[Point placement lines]
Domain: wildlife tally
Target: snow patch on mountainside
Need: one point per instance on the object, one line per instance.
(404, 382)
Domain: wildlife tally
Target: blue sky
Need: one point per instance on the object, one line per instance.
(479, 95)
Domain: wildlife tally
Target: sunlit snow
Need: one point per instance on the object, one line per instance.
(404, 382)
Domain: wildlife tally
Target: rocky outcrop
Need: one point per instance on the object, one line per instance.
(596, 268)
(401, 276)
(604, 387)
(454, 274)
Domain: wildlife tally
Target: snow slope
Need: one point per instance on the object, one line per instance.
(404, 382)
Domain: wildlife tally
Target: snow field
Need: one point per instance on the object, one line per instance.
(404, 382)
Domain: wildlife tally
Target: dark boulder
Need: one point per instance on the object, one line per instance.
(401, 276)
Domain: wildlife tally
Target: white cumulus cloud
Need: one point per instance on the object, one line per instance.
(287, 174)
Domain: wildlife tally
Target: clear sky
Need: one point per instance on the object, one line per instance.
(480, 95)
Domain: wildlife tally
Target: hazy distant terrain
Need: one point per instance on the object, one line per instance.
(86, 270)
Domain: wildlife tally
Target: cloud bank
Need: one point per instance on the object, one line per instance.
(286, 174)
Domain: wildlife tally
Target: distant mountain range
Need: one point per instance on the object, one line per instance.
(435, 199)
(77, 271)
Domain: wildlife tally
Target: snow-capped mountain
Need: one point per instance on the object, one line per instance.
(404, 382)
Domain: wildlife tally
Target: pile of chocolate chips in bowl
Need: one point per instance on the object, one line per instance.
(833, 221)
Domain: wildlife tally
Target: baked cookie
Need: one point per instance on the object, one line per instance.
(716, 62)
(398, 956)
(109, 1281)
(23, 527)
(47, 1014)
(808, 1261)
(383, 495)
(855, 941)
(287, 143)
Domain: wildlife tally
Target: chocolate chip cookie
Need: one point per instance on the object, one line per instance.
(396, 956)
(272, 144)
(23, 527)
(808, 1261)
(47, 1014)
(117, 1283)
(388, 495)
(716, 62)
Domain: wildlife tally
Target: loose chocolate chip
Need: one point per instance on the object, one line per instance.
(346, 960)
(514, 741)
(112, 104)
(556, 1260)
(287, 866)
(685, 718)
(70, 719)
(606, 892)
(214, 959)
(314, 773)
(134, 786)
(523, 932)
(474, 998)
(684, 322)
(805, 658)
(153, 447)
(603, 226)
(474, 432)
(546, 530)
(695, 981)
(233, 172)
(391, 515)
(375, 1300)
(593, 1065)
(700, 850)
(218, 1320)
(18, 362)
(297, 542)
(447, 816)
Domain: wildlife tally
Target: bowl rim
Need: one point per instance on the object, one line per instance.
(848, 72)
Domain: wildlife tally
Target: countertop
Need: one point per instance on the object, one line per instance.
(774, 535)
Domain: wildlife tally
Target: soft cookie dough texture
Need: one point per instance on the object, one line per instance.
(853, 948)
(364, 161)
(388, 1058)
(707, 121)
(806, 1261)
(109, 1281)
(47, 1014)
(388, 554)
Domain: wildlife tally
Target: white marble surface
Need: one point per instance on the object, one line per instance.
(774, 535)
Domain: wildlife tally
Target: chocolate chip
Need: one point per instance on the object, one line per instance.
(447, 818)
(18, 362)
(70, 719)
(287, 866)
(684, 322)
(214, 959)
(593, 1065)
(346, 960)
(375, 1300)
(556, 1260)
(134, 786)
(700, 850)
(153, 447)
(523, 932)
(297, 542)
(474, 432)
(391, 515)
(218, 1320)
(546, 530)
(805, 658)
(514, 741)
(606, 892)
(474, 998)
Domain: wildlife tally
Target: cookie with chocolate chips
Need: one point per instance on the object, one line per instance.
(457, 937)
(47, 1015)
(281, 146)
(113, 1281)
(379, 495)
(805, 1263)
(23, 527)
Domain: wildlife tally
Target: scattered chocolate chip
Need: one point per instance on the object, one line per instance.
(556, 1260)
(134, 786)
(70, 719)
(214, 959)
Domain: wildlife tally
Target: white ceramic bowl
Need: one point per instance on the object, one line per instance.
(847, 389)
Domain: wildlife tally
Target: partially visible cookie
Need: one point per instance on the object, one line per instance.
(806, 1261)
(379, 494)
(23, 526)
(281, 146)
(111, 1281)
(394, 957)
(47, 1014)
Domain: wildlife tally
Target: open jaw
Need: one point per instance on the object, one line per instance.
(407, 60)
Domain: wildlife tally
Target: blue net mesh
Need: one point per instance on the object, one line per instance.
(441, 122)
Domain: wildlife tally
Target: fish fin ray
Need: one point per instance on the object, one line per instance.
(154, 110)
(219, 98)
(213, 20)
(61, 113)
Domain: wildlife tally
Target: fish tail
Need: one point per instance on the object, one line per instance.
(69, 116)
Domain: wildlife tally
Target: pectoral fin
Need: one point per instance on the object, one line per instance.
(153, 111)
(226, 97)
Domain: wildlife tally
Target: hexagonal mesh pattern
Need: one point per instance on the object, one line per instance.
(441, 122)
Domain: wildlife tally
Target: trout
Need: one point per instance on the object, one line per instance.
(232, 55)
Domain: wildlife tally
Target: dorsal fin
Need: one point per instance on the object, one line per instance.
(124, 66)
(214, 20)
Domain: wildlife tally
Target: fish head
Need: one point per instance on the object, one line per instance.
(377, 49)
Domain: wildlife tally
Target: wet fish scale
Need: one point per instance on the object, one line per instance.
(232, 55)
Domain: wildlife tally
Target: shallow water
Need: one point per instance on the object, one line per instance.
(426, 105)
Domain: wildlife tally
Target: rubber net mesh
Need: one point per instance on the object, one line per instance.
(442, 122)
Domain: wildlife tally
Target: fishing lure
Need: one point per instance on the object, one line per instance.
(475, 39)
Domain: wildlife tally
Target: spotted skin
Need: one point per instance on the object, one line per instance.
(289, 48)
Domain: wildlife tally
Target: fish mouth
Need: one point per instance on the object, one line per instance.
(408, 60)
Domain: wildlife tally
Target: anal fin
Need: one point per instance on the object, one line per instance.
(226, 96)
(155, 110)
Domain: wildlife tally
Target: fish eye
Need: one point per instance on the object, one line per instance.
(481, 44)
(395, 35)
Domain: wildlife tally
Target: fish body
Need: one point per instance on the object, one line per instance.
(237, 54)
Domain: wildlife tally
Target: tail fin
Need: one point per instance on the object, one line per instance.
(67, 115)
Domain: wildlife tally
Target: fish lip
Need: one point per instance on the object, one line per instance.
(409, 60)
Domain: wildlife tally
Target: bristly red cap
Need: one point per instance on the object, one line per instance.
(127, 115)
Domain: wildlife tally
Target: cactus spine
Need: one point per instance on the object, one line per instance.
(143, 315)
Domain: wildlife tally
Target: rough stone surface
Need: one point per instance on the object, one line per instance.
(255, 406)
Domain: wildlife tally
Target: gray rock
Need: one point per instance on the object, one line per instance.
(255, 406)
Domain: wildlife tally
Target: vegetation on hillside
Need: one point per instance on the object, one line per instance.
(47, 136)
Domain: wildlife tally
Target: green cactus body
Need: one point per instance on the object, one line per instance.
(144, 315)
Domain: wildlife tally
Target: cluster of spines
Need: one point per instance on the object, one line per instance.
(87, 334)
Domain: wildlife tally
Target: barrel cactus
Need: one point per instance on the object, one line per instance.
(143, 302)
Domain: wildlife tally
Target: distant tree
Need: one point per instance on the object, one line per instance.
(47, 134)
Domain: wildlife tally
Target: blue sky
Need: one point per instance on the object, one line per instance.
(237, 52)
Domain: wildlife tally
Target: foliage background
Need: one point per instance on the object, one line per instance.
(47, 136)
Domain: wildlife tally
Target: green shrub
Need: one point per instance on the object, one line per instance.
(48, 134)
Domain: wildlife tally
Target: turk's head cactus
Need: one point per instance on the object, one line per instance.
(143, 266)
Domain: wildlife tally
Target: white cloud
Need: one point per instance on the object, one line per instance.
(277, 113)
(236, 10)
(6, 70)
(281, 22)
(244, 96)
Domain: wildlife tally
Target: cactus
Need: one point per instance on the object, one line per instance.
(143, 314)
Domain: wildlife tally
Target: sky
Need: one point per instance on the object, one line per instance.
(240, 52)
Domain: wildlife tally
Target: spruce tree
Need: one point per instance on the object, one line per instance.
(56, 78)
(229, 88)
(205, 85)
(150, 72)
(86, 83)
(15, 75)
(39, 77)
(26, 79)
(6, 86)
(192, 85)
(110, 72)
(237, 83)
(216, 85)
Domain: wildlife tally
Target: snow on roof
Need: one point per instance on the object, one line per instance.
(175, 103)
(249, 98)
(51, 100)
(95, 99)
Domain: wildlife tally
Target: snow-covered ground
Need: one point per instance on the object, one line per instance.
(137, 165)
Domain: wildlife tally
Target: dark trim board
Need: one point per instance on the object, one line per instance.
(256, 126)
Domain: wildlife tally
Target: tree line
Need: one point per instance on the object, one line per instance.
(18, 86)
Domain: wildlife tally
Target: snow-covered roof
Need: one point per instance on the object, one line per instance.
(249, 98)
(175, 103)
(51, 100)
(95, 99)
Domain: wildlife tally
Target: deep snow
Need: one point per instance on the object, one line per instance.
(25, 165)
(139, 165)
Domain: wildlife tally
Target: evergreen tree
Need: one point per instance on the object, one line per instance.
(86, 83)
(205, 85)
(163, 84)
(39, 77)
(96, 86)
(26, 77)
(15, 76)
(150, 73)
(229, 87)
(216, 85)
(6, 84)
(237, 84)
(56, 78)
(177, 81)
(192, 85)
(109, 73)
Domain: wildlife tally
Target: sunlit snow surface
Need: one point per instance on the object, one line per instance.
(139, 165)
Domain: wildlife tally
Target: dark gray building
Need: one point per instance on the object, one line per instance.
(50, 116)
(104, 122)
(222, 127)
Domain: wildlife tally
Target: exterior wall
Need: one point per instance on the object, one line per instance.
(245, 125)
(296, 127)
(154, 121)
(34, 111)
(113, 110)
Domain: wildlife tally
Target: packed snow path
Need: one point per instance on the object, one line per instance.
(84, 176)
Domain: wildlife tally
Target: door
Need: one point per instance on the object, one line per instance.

Task prompt = Count the lines that contain the word "cactus" and give only the number.

Task solution = 5